WHAT IS BEING ASKED:
Put every line of the data below into a Markdown table with a Row column for the number and a Line column for the text, skipping blank lines. Leave the pictures out of the answer.

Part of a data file
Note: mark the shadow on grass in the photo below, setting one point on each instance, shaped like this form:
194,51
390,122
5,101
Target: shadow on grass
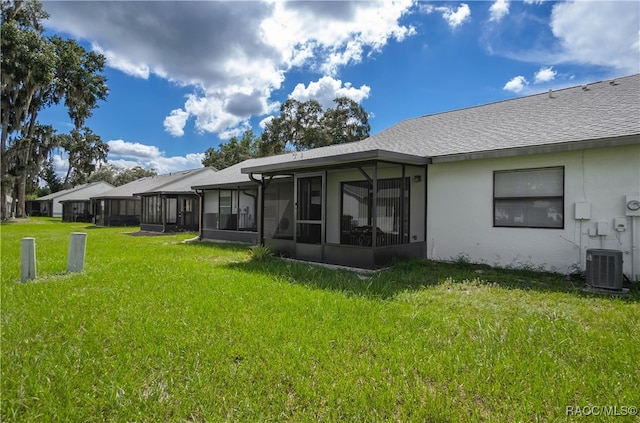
416,274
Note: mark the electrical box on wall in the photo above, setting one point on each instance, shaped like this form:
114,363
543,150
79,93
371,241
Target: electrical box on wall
583,211
632,205
620,224
603,228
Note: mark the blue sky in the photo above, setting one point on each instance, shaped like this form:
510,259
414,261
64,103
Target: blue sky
186,76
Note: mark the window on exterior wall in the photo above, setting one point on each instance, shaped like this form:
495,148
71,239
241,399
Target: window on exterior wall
151,207
529,198
172,210
278,209
392,212
227,218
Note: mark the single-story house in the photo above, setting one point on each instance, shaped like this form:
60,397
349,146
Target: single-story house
230,205
135,203
172,205
52,205
535,181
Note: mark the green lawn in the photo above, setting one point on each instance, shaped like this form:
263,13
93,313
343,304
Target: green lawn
158,330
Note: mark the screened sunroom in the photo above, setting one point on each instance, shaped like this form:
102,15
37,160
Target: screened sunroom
362,214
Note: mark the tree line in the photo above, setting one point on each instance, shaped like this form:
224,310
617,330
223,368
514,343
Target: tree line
300,126
37,72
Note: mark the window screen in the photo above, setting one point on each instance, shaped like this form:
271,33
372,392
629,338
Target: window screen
531,198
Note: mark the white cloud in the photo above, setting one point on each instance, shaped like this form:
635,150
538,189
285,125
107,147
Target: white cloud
498,10
326,89
175,122
233,54
122,148
123,65
545,75
453,17
516,84
130,154
457,17
598,33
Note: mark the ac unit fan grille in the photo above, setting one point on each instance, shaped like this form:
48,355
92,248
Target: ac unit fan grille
604,269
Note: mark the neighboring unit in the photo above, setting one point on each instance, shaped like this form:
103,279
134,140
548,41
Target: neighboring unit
172,205
76,200
123,206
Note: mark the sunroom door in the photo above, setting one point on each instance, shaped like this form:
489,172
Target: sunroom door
309,217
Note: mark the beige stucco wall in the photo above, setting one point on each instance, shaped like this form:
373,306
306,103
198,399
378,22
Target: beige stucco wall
460,211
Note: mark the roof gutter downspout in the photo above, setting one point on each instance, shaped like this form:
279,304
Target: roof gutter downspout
200,194
263,185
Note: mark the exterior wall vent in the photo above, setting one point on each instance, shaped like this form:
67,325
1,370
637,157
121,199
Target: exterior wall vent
604,269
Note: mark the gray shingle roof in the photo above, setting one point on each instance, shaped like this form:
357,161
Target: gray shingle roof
230,176
80,192
151,184
600,111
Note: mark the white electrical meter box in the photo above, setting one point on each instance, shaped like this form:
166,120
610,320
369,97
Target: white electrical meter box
620,224
632,205
583,211
603,227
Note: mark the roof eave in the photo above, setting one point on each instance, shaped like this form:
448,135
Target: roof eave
540,149
298,162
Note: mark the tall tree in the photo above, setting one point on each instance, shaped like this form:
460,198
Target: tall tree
305,125
48,174
85,150
79,79
37,72
347,122
232,152
27,72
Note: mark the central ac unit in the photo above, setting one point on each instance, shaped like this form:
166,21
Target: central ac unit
604,269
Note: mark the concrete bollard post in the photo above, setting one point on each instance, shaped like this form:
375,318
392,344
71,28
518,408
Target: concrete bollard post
28,259
77,249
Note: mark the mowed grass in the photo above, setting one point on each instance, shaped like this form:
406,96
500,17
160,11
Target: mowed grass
158,330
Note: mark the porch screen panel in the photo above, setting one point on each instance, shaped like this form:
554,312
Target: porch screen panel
356,213
392,211
278,210
228,219
211,207
247,213
172,210
151,210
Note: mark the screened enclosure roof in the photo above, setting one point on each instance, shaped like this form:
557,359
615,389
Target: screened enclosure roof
151,184
78,193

SOLUTION FOR THIS TASK:
| Row | Line |
|---|---|
| 1 | Note: mark the shadow on grass in the photo below, setting one point on each instance, shaped like this form: |
| 2 | 194,51 |
| 3 | 390,122 |
| 4 | 5,101 |
| 5 | Target: shadow on grass |
| 6 | 416,274 |
| 7 | Note: mark the electrical box on wall in the photo above, setting one point on each instance, shaped like this form: |
| 8 | 114,363 |
| 9 | 543,150 |
| 10 | 79,93 |
| 11 | 371,241 |
| 12 | Target: electrical box on wall |
| 13 | 583,211 |
| 14 | 632,205 |
| 15 | 620,224 |
| 16 | 603,228 |
| 17 | Note: mark the blue sky in the photo above, setting one point on each instance, shaped like this form: |
| 18 | 510,259 |
| 19 | 414,261 |
| 20 | 64,103 |
| 21 | Target: blue sky |
| 22 | 186,76 |
| 23 | Note: mark the window on exterior wall in the photo above, setting one point on each instance, shaped like this form: |
| 24 | 495,148 |
| 25 | 71,239 |
| 26 | 241,399 |
| 27 | Target: window on exterior wall |
| 28 | 151,207 |
| 29 | 529,198 |
| 30 | 172,210 |
| 31 | 278,209 |
| 32 | 392,212 |
| 33 | 227,218 |
| 34 | Note: mark the single-story house in the photo above, setting one point on each instance, shaped like this form: |
| 35 | 60,397 |
| 36 | 349,146 |
| 37 | Target: single-story house |
| 38 | 230,205 |
| 39 | 135,203 |
| 40 | 172,205 |
| 41 | 52,205 |
| 42 | 535,181 |
| 43 | Note: mark the green lawn in the photo above, setting one point on each instance, shaped like this form: |
| 44 | 263,13 |
| 45 | 93,313 |
| 46 | 343,304 |
| 47 | Target: green lawn |
| 48 | 158,330 |
| 49 | Note: mark the screened sunroom in the photo above, setting one point on each instance, shaped like this form: |
| 50 | 102,15 |
| 51 | 37,160 |
| 52 | Target: screened sunroom |
| 53 | 362,214 |
| 54 | Note: mark the tree line in the photo above, setting one point on each instance, shaped like this form: |
| 55 | 224,310 |
| 56 | 617,330 |
| 57 | 223,368 |
| 58 | 514,343 |
| 59 | Target: tree line |
| 60 | 300,126 |
| 61 | 37,72 |
| 62 | Note: mark the window screen in the photo above, setting one point on each instance, shaped like this form: |
| 63 | 271,33 |
| 64 | 372,392 |
| 65 | 629,338 |
| 66 | Target: window screen |
| 67 | 531,198 |
| 68 | Note: mark the white cloud in the photo above, setting one point on each instance, shaped like this form: |
| 69 | 635,150 |
| 70 | 538,189 |
| 71 | 285,125 |
| 72 | 107,147 |
| 73 | Target: white cloud |
| 74 | 498,10 |
| 75 | 326,89 |
| 76 | 175,122 |
| 77 | 233,54 |
| 78 | 122,148 |
| 79 | 123,65 |
| 80 | 545,75 |
| 81 | 453,17 |
| 82 | 516,84 |
| 83 | 130,154 |
| 84 | 457,17 |
| 85 | 598,33 |
| 86 | Note: mark the ac unit fan grille in the photo above, setting one point on each instance, shaped like this form: |
| 87 | 48,355 |
| 88 | 92,248 |
| 89 | Target: ac unit fan grille |
| 90 | 604,269 |
| 91 | Note: mark the neighboring unit in the photo above, setting one point on each instance, shaped like this form: |
| 92 | 103,279 |
| 93 | 134,140 |
| 94 | 548,41 |
| 95 | Target: neighboring unit |
| 96 | 172,205 |
| 97 | 76,200 |
| 98 | 123,206 |
| 99 | Note: mark the sunroom door in the photo above, setting one point on each instance, shaped like this form: |
| 100 | 489,172 |
| 101 | Target: sunroom door |
| 102 | 309,217 |
| 103 | Note: mark the beige stucco wall in the photo above, setting one point on each instance, shaped like this form: |
| 104 | 373,306 |
| 105 | 306,103 |
| 106 | 198,399 |
| 107 | 378,22 |
| 108 | Target: beige stucco wall |
| 109 | 460,211 |
| 110 | Note: mark the roof gutter downspout in the photo above, setting one point on each instance, shaped like this form: |
| 111 | 279,304 |
| 112 | Target: roof gutter downspout |
| 113 | 200,194 |
| 114 | 263,185 |
| 115 | Note: mark the exterior wall vent in the photo above, setting one point on each instance, shaped like this form: |
| 116 | 67,325 |
| 117 | 1,370 |
| 118 | 637,157 |
| 119 | 121,199 |
| 120 | Target: exterior wall vent |
| 121 | 604,269 |
| 122 | Note: mark the gray shingle roof in the photo above, setting one point on each instance, shaped like this form: |
| 123 | 357,161 |
| 124 | Target: gray shingle roof |
| 125 | 230,176 |
| 126 | 80,192 |
| 127 | 151,184 |
| 128 | 600,111 |
| 129 | Note: mark the white electrical meter box in the photo above, setting one point on each instance, shaped like this form: |
| 130 | 166,120 |
| 131 | 610,320 |
| 132 | 369,97 |
| 133 | Target: white electrical meter box |
| 134 | 620,224 |
| 135 | 632,205 |
| 136 | 583,211 |
| 137 | 603,227 |
| 138 | Note: mark the roof eave in the photo above, setting one point on each instance, shaped like this form: |
| 139 | 448,135 |
| 140 | Target: roof eave |
| 141 | 540,149 |
| 142 | 298,162 |
| 143 | Note: mark the tall tree in the photo above, setting one point on each instance, shaped like this form: |
| 144 | 460,198 |
| 145 | Target: tall tree |
| 146 | 305,125 |
| 147 | 48,174 |
| 148 | 85,150 |
| 149 | 79,79 |
| 150 | 37,72 |
| 151 | 347,122 |
| 152 | 232,152 |
| 153 | 27,72 |
| 154 | Note: mark the central ac unit in the photo above, setting one point on each instance, shaped like this form: |
| 155 | 166,21 |
| 156 | Target: central ac unit |
| 157 | 604,269 |
| 158 | Note: mark the concrete bollard post in the photo above, setting one point on each instance, shaped like this form: |
| 159 | 375,318 |
| 160 | 392,344 |
| 161 | 71,28 |
| 162 | 518,408 |
| 163 | Target: concrete bollard post |
| 164 | 28,259 |
| 165 | 77,249 |
| 166 | Note: mark the mowed grass in the photo above, setting one point on each instance, shaped like this form: |
| 167 | 406,96 |
| 168 | 500,17 |
| 169 | 160,11 |
| 170 | Target: mowed grass |
| 171 | 158,330 |
| 172 | Note: mark the porch screen panel in the photo above, setting one point on each instance, shaped like this form: |
| 173 | 554,312 |
| 174 | Target: porch screen panel |
| 175 | 356,213 |
| 176 | 392,211 |
| 177 | 278,210 |
| 178 | 228,219 |
| 179 | 211,207 |
| 180 | 247,213 |
| 181 | 172,210 |
| 182 | 151,210 |
| 183 | Note: mark the screened enclosure roof in the photo above, setting one point on each instance, shaped like this form: |
| 184 | 557,359 |
| 185 | 615,389 |
| 186 | Target: screened enclosure roof |
| 187 | 151,184 |
| 188 | 78,193 |